:: 作答要求 ::
**A)** 在介绍 Spark sample 的文章中，参数 withReplacement 为 true 时，同一个元素为什么可能被抽中多次？请依据文中的说明作答。
**B)** 请接着这篇介绍 Spark sample 与 randomSplit 的文章往下写，从它停止的地方补完后续内容。

:: 阅读材料 ::
========================

【Spark Java API】Transformation(2)—sample、randomSplit

sample

官方文档描述：

 Return a sampled subset of this RDD.

返回抽样的样本的子集。

函数原型：

withReplacement can elements be sampled multiple times (replaced when sampled out)
fraction expected size of the sample as a fraction of this RDD's size
without replacement: probability that each element is chosen; fraction must be [0, 1]
with replacement: expected number of times each element is chosen; fraction must be >= 0

def sample(withReplacement: Boolean, fraction: Double): JavaRDD[T]

withReplacement can elements be sampled multiple times (replaced when sampled out)

========================

:: 提供材料 ::
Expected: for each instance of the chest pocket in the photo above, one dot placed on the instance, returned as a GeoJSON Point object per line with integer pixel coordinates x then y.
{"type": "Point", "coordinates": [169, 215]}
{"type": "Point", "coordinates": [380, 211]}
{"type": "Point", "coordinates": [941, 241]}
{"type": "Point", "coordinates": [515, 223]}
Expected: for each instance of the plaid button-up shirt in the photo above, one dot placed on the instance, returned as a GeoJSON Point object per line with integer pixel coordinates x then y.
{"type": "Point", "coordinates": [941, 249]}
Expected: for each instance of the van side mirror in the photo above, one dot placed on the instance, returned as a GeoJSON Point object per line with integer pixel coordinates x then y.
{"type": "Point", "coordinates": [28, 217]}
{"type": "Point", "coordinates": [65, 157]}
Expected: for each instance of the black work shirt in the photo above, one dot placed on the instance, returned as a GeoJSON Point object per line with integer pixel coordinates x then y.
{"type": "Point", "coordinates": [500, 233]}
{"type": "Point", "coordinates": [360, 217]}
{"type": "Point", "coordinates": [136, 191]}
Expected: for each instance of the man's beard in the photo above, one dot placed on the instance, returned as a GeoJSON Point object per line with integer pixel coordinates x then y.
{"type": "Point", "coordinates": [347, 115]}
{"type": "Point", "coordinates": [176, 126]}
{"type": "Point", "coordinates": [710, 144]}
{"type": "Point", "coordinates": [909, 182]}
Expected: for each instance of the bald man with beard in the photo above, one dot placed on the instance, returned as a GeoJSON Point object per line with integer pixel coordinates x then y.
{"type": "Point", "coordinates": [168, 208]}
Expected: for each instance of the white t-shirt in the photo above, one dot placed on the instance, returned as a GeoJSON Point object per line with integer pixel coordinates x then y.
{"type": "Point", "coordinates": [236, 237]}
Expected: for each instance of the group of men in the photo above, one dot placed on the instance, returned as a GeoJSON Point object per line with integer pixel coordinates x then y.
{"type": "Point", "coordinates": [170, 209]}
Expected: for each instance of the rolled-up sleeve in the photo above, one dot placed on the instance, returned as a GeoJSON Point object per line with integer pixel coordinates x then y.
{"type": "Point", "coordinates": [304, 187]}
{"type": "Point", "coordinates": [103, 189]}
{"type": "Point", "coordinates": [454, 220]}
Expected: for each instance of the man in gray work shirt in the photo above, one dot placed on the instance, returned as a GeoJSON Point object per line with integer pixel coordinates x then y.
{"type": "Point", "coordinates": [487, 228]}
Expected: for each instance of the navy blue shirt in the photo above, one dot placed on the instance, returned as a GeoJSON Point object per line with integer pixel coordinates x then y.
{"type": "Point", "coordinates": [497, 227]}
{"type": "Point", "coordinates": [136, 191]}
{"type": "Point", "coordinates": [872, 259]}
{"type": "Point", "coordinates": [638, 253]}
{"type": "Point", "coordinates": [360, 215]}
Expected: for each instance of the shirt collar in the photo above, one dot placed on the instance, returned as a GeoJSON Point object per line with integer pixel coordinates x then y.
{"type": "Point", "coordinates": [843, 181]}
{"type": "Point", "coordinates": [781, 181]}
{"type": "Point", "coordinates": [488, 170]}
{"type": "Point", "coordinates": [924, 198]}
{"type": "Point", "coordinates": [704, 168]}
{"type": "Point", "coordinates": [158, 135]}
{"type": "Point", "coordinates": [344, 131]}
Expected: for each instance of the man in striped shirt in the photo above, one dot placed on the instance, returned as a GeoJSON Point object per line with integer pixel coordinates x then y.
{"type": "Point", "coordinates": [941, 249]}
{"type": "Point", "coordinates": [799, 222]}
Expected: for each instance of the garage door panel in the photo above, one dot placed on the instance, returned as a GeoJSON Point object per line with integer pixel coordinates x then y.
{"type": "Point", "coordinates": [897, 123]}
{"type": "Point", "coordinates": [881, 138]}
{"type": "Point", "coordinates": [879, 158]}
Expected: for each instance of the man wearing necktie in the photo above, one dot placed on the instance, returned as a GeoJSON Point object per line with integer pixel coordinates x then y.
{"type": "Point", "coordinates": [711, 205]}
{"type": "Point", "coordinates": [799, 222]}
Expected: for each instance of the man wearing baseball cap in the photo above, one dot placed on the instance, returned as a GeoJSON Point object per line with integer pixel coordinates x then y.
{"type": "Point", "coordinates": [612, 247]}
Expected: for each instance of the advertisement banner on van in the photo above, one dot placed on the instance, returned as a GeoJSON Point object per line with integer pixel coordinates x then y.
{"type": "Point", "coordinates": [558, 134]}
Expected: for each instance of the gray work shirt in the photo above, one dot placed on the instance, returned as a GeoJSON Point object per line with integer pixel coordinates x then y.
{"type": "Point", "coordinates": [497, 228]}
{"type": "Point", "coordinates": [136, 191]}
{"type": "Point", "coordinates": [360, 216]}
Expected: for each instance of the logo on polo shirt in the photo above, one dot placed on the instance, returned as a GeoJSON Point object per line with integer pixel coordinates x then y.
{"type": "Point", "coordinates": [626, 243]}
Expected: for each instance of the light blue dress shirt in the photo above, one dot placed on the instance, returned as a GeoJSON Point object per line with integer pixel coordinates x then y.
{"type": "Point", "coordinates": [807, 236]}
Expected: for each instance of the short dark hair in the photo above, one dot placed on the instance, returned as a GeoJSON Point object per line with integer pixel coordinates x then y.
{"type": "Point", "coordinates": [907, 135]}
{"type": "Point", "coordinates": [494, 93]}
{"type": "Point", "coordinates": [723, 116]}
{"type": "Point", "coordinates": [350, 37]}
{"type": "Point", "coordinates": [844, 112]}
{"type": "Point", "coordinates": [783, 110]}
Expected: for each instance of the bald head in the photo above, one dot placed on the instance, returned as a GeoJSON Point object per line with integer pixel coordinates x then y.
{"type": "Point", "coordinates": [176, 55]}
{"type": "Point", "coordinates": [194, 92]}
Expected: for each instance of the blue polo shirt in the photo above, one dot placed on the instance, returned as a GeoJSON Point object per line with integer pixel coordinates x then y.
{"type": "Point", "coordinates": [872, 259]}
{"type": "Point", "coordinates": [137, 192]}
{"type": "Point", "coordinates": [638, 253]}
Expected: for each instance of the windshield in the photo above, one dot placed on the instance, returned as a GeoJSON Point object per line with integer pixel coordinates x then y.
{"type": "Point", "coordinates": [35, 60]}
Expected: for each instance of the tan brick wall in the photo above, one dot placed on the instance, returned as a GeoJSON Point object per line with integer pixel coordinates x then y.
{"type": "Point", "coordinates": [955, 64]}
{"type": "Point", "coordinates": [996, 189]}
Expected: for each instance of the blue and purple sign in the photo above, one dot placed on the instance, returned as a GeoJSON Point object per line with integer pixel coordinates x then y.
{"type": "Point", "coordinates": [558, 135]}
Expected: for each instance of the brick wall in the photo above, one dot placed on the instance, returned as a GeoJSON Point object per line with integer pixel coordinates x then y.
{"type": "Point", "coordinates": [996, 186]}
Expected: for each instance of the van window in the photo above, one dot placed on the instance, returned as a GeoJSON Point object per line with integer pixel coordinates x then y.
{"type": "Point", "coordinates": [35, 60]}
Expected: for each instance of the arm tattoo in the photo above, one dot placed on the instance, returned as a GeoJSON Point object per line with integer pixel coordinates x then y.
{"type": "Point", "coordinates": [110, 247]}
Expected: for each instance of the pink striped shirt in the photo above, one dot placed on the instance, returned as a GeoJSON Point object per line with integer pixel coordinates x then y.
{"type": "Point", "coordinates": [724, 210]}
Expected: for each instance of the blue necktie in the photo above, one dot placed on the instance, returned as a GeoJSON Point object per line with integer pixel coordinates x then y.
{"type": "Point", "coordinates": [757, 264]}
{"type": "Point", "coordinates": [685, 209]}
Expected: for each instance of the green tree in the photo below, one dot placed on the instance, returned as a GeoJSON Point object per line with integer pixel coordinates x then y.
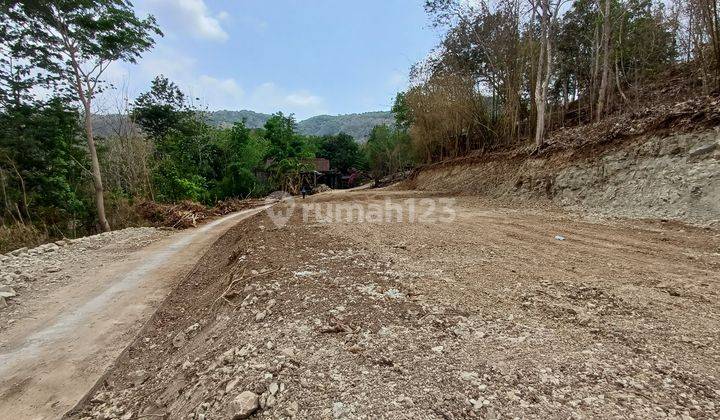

========================

:: 各题答案 ::
**A)** 因为这时采用放回抽样：元素被抽中之后会被放回，所以后续抽取时仍可能再次抽到它。

**B)**
fraction expected size of the sample as a fraction of this RDD's size
without replacement: probability that each element is chosen; fraction must be [0, 1]
with replacement: expected number of times each element is chosen; fraction must be >= 0
seed seed for the random number generator

def sample(withReplacement: Boolean, fraction: Double, seed: Long): JavaRDD[T]

**
第一函数是基于第二个实现的，在第一个函数中seed为Utils.random.nextLong；其中，withReplacement是建立不同的采样器；fraction为采样比例；seed为随机生成器的种子
**

源码分析：

def sample(withReplacement: Boolean, fraction: Double,    
seed: Long = Utils.random.nextLong): RDD[T] = withScope {  
require(fraction >= 0.0, "Negative fraction value: " + fraction)  
if (withReplacement) {  
  new PartitionwiseSampledRDD[T, T](this, new PoissonSampler[T](fraction), true, seed)  
} else {    
new PartitionwiseSampledRDD[T, T](this, new BernoulliSampler[T](fraction), true, seed)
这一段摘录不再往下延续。